#### Exercise goal
Pictures do not belong in the copy, so please give every entry below again exactly.
============================================================
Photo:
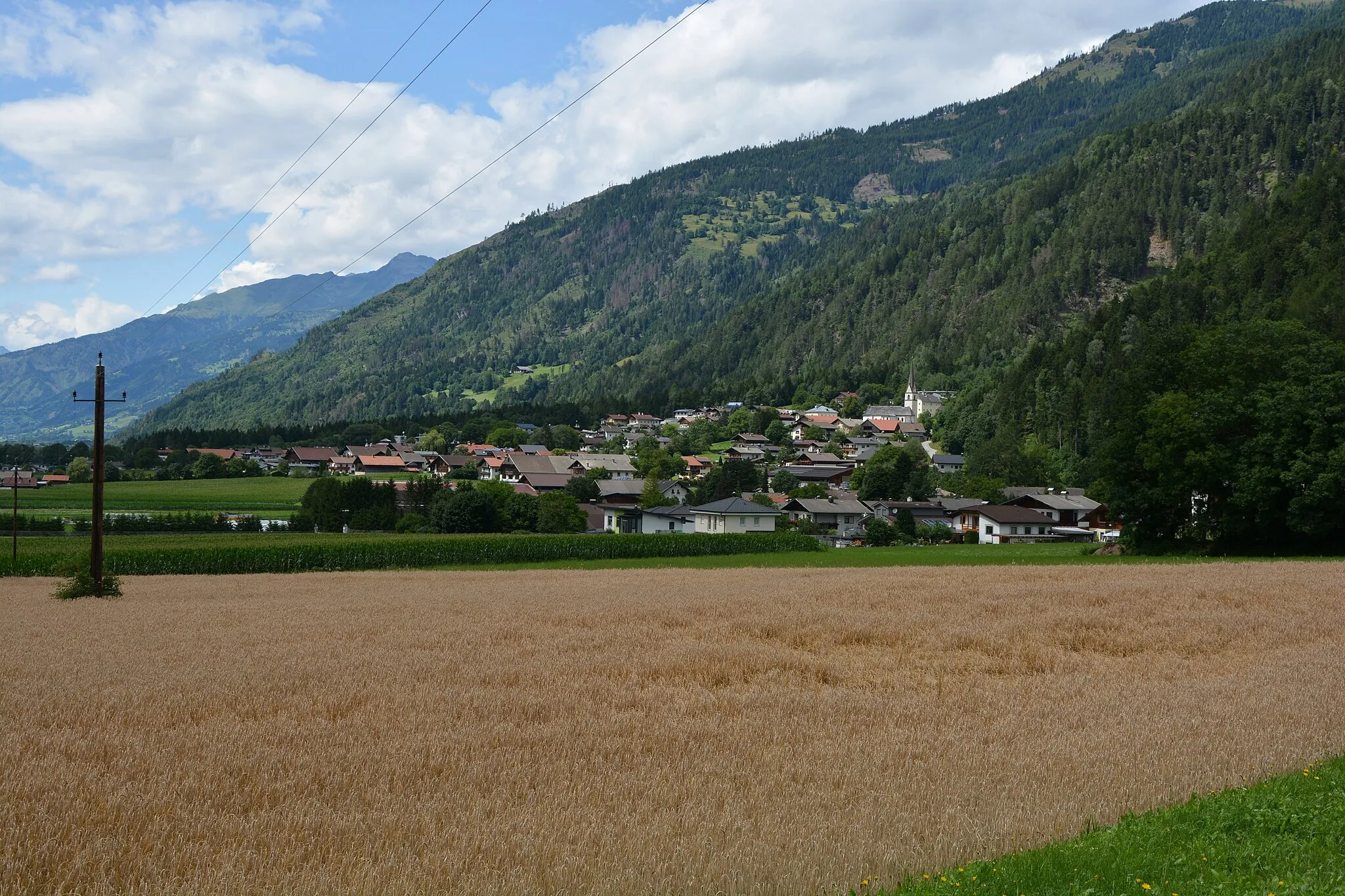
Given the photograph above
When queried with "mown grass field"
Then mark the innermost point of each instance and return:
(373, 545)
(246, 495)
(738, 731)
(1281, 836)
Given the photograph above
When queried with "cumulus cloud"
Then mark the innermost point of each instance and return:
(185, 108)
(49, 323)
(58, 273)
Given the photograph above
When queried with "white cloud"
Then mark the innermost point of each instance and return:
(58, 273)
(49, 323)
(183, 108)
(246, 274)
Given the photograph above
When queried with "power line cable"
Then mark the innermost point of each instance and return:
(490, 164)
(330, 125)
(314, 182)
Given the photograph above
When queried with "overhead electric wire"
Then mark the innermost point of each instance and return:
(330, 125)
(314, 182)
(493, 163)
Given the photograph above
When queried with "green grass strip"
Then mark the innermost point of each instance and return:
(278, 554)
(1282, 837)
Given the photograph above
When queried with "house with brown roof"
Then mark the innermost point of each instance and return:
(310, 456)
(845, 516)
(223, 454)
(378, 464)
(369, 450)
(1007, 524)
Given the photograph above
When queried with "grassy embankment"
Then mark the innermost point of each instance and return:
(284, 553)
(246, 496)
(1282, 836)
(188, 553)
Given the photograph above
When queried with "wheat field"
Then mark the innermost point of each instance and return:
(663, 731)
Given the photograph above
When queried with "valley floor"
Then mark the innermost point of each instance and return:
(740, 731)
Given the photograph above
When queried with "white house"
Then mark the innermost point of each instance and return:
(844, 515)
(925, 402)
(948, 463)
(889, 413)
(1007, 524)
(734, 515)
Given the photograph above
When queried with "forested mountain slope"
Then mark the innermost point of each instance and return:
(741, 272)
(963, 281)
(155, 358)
============================================================
#### Response
Photo:
Given the photograph above
When queried with "mown grass field"
Then mark the innermost point of each instance and return:
(373, 545)
(246, 495)
(738, 731)
(1281, 836)
Given the photograph above
When queried with "cumulus cloud"
Then mark the innermost point of each instance and return:
(185, 108)
(49, 323)
(58, 273)
Given the photograph above
When queried with "white cloud"
Then mark the innermost point of each instance and return:
(58, 273)
(49, 323)
(183, 108)
(246, 274)
Given the photograph above
When queried with "power line cable"
Then mark the innermost point of each instance and return:
(490, 164)
(330, 125)
(314, 182)
Given the photograph above
When queried with "overhead electric wire"
Then mark the innermost point of each instance and return:
(330, 125)
(314, 182)
(493, 163)
Given the photograph above
When queried with "green grass strip"
Then mark the innermost point of each instance and return:
(278, 554)
(1282, 837)
Given the photograph above
When queried with "house with brown roof"
Then mark the innermost point of each instance and return:
(310, 456)
(845, 516)
(223, 454)
(378, 464)
(369, 450)
(1007, 524)
Given the photograph above
When queried with "grassy embankment"
Then mark the innermost point of each instance and return:
(284, 553)
(246, 496)
(1282, 836)
(188, 553)
Given the photograph above
When queried with "wheat field"
Then mark the innermost point of each instance and return:
(663, 731)
Given the photograph above
When queried with "valley floor"
Then mark the innermost point of each instance and return:
(740, 731)
Given the photograph above
When queried with "white house"
Then mark the innermost point of each instance and return:
(844, 515)
(925, 402)
(948, 463)
(889, 413)
(1007, 524)
(734, 515)
Given the photograph above
When queried with "forested mountain slope"
Then mark the innermost point of each instance and return:
(741, 272)
(963, 281)
(155, 358)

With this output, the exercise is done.